### Work instructions
Could the lines from the one with "the green strap-shaped" through the end of the listing be restated exactly, with nothing else included?

START Records shown

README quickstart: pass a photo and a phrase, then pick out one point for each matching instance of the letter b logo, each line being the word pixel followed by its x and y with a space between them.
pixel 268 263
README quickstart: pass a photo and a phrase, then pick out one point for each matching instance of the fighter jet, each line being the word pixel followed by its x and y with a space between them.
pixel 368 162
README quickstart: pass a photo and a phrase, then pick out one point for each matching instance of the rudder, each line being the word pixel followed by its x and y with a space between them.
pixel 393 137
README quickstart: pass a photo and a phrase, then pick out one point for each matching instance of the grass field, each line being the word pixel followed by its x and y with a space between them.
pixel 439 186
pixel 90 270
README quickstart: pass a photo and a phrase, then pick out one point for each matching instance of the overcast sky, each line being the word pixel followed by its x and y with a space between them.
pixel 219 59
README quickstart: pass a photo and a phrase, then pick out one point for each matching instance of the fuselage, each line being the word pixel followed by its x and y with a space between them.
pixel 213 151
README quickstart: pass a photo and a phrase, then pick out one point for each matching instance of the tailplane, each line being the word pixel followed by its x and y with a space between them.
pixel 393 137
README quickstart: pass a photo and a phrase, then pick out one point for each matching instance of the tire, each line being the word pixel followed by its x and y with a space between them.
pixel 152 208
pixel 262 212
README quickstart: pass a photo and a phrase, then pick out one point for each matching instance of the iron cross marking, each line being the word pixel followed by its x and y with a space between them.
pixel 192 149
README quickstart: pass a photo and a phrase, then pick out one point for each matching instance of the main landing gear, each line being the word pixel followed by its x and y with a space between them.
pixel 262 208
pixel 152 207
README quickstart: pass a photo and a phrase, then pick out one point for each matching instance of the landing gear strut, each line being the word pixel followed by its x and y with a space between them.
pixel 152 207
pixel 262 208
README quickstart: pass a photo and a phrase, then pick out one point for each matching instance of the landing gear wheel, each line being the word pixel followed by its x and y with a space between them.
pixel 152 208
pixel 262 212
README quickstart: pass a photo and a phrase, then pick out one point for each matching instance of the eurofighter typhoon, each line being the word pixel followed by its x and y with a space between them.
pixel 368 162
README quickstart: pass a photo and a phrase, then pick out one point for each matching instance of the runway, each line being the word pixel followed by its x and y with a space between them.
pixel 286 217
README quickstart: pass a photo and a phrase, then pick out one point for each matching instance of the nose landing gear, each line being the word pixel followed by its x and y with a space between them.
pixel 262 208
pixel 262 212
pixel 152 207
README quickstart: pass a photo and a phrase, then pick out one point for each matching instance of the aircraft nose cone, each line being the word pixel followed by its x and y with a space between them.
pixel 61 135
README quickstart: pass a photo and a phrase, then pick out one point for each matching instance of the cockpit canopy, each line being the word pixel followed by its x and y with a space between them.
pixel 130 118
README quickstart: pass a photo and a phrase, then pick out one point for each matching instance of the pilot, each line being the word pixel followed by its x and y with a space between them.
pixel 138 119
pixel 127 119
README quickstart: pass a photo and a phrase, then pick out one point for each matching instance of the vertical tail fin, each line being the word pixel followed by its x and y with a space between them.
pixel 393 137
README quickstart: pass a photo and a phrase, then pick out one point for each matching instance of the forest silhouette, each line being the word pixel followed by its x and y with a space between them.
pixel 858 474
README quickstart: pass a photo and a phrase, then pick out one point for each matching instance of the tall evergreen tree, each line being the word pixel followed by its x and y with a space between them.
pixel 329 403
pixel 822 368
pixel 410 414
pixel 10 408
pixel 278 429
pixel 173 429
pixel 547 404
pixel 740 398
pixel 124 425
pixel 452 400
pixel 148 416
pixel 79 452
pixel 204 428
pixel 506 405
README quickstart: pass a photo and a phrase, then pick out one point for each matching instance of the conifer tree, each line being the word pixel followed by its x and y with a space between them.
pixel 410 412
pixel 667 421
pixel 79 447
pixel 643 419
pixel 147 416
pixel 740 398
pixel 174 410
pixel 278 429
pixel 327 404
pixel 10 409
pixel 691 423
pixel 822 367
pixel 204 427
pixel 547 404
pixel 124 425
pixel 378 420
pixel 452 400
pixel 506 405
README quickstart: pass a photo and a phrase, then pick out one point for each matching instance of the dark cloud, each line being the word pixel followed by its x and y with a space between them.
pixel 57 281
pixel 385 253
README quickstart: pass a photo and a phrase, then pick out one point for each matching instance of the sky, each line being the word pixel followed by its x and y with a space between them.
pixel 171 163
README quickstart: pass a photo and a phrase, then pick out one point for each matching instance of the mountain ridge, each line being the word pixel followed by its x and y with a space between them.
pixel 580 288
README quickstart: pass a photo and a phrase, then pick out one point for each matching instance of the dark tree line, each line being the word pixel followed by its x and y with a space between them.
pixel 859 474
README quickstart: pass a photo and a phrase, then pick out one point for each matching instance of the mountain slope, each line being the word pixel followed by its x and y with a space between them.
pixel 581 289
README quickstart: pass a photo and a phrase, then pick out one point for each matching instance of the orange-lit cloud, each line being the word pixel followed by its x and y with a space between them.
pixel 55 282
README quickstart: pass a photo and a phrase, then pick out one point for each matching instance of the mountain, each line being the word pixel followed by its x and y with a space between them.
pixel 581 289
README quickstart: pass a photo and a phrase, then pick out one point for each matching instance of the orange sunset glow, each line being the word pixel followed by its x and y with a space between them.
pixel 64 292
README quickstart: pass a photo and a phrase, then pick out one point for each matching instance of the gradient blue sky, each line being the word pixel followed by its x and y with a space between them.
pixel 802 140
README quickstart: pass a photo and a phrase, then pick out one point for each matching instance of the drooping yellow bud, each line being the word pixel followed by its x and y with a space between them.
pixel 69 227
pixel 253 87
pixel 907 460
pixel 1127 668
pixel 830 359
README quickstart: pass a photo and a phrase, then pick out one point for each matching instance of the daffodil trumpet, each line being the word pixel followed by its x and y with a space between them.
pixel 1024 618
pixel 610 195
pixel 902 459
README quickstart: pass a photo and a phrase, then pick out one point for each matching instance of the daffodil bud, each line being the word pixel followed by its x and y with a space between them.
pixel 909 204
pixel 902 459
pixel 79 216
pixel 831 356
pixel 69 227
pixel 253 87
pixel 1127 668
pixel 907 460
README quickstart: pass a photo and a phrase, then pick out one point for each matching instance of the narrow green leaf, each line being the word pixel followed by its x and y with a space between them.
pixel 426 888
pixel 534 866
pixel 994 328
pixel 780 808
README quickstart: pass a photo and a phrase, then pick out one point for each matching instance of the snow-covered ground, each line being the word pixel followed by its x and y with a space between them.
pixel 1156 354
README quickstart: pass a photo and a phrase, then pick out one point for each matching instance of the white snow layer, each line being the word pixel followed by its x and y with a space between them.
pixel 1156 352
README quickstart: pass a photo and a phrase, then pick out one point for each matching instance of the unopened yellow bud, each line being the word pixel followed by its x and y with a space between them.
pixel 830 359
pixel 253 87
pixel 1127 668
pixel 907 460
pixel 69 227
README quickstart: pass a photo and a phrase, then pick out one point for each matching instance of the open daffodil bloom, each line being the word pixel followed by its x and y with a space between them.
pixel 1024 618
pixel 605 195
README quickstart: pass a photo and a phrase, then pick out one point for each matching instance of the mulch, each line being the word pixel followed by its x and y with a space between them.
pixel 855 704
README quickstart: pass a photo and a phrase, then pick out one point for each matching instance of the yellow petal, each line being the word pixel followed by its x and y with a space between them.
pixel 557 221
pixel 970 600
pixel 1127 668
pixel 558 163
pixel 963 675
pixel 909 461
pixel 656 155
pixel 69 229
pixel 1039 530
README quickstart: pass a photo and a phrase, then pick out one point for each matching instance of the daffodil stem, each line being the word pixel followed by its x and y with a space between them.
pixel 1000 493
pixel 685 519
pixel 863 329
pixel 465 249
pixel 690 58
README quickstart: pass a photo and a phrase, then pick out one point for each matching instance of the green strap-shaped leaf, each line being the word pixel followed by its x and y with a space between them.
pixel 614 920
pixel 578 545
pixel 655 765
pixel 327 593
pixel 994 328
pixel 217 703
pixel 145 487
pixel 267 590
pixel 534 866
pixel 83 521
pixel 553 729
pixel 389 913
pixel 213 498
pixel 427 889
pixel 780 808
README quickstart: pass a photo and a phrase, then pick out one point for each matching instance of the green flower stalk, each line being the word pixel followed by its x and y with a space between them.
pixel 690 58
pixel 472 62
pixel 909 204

END Records shown

### Written response
README quickstart: pass a photo and a phrase, then pick out one point for each matching instance of the green strap-shaped leaf, each line being the word pixel followed by its x and y with a space between them.
pixel 614 920
pixel 578 545
pixel 655 765
pixel 327 593
pixel 994 328
pixel 217 703
pixel 145 487
pixel 267 590
pixel 534 866
pixel 83 521
pixel 553 729
pixel 389 913
pixel 213 498
pixel 427 889
pixel 780 808
README quickstart: pass a photo and a phrase, then pick out one point for each matching instance of the green flower stalk, each line being the word pixel followed by its x and y with a space between them.
pixel 690 58
pixel 472 62
pixel 909 204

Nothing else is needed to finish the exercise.